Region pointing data
——

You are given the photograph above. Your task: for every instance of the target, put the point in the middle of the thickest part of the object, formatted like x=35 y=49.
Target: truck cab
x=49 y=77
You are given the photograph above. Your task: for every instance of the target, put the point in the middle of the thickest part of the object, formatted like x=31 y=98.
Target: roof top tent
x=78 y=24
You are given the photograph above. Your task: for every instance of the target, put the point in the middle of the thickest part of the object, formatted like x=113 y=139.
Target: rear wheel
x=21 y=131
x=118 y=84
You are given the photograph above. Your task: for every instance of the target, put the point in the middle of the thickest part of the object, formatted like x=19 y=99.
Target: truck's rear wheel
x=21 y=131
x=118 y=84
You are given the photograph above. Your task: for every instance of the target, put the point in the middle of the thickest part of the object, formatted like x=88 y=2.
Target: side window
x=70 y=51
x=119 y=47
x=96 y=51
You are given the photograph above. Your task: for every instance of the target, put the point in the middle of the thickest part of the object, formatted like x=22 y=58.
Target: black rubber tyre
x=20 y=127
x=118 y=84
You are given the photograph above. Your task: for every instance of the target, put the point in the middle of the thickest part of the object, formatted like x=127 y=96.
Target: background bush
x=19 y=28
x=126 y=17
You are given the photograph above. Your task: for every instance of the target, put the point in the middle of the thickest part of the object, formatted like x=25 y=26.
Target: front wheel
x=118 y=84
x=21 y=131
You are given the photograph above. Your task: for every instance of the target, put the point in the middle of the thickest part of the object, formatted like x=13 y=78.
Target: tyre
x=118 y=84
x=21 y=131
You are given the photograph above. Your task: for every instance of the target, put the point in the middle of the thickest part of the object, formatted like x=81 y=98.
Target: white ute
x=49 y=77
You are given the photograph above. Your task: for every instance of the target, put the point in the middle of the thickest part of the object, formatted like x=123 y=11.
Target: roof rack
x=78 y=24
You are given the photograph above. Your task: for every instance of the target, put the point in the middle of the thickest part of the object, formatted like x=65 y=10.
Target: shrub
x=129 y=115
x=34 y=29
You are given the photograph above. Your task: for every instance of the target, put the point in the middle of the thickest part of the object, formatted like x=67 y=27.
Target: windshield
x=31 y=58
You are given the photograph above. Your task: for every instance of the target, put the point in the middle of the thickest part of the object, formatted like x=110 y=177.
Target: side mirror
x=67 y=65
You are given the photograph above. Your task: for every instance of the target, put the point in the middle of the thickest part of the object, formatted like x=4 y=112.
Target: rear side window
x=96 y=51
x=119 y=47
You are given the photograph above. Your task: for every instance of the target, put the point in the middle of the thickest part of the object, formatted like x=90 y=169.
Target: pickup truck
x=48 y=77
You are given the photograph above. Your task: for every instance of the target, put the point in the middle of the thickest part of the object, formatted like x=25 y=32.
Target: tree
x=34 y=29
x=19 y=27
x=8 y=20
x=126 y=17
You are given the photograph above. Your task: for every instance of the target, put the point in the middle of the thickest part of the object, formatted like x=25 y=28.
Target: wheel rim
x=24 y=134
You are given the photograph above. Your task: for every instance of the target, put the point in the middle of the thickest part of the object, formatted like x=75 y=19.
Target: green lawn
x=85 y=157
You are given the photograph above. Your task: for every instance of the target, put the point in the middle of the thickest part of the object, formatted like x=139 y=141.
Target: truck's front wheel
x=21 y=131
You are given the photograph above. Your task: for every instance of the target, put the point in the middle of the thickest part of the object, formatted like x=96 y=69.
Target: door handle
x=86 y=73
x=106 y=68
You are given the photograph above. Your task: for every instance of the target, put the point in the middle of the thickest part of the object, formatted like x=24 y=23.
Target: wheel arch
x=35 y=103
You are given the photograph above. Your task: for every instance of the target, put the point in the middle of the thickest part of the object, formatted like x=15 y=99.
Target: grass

——

### [PROBLEM TO SOLVE]
Every entry shown above should be written out again without a single difference.

### [WRITTEN ANSWER]
You are given the photograph above. Your task: for every instance of the target, put the point in the middle of the thickest part of the object, formatted like x=35 y=49.
Target: truck cab
x=49 y=77
You are given the photograph above. Your task: for every instance of the target, put the point in the middle of the thickest part of the object, formatted like x=31 y=98.
Target: roof top tent
x=78 y=24
You are given the photograph above. Your task: for every instance of the target, put the point in the middle of the thickest part of the object, formatted like x=113 y=139.
Target: rear wheel
x=21 y=131
x=118 y=84
You are given the photograph above. Your task: for every instance of the target, put the point in the middle of the thickest part of the object, formatted like x=19 y=99.
Target: truck's rear wheel
x=21 y=131
x=118 y=84
You are given the photograph above. Your task: for every instance of the target, put the point in the middle of the thickest part of the object, formatted like x=88 y=2.
Target: side window
x=70 y=51
x=119 y=47
x=96 y=51
You are given the photograph above. Your task: for every instance of the target, put the point in the middle of the thickest part of the object, formatted like x=22 y=58.
Target: black rubber tyre
x=20 y=127
x=118 y=84
You are given the photograph above. Your task: for every instance of the target, put the point in the middle of the thickest part of the object, formatted like x=127 y=96.
Target: background bush
x=19 y=28
x=126 y=17
You are given the photograph above. Your task: for every instance of the target, put the point in the middle of the thickest part of the object, formatted like x=25 y=26.
Target: front wheel
x=118 y=84
x=21 y=131
You are given the photograph above. Your task: for every instance of the target, put the point in the middle of the thickest part of the object, formatted like x=13 y=78.
Target: tyre
x=118 y=84
x=21 y=131
You are given the photograph above. Your task: for every instance of the target, put the point in the middle of the thickest part of the object, formatted like x=81 y=98.
Target: white ute
x=49 y=77
You are given the photograph above. Your task: for every instance of the target, put the point in the middle of the thickest part of the object, formatted like x=123 y=11.
Target: roof rack
x=78 y=24
You are given the photograph above. Your task: for every instance of the target, put the point in the middle of the thickest part of the object, formatted like x=65 y=10.
Target: shrub
x=129 y=115
x=34 y=29
You are given the photograph above. Your task: for every instance of the target, put the point in the middle of the thickest part of the object, formatted like x=67 y=27.
Target: windshield
x=31 y=58
You are given the photograph above. Your task: for every instance of the target, put the point in the middle of the thickest part of the object, formatted like x=110 y=177.
Target: side mirror
x=67 y=65
You are given the photograph above. Your task: for every instance of the target, put the point in the middle of the thickest part of the object, formatted like x=4 y=112.
Target: rear side window
x=96 y=51
x=119 y=47
You are given the photograph above. Your task: for every instance of the target, put the point in the middle of the thickest part of the object, formatted like x=90 y=169.
Target: pickup truck
x=48 y=77
You are given the photograph above. Your task: for every instance of the target, put the point in the middle of the thickest part of the object, formatted like x=25 y=32.
Target: tree
x=34 y=29
x=19 y=27
x=8 y=20
x=126 y=17
You are given the photograph above. Your task: for every instance of the target, put the point in the middle of the thickest part of the object, formatted like x=25 y=28.
Target: wheel rim
x=24 y=134
You are given the photograph above. Your task: for every instance of the target, put the point in the middle of the thickest part of the object, formatted like x=75 y=19.
Target: green lawn
x=85 y=157
You are given the photograph above. Your task: for every instance of the target, put the point in the middle of the thickest part of the object, formatted like x=139 y=141.
Target: truck's front wheel
x=21 y=131
You are given the photograph above. Your task: for every instance of the target, put the point in the middle of the thickest part of the object, formatted like x=96 y=69.
Target: door handle
x=86 y=73
x=106 y=68
You are given the photograph above. Your task: for every instance of the target, put the point in the middle of the thickest part of the object, formatted like x=24 y=23.
Target: wheel arch
x=35 y=103
You are given the photograph above. Your task: for every instance of the target, put the point in the middle of the thickest part of the object, formatted like x=15 y=99.
Target: grass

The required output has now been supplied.